(Beginning of SUPPLIED MATERIAL)
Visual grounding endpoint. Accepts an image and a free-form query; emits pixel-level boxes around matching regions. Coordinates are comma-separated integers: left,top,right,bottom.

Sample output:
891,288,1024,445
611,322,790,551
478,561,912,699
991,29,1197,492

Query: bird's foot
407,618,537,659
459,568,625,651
(End of SUPPLIED MATERIAL)
*WHAT YOU WILL DO*: Once you have read the records above, set every one of them down again exactly.

*WRITTEN REPLY*:
Visual grounding endpoint. Accepts an image and a free-form query; emits pixel-level boxes around matching regions. Coordinates are comma-separated integers: left,top,right,bottom.

Sample output:
891,288,1024,445
611,322,790,551
478,561,912,699
991,29,1197,492

Query: bird's foot
407,618,537,659
459,568,625,651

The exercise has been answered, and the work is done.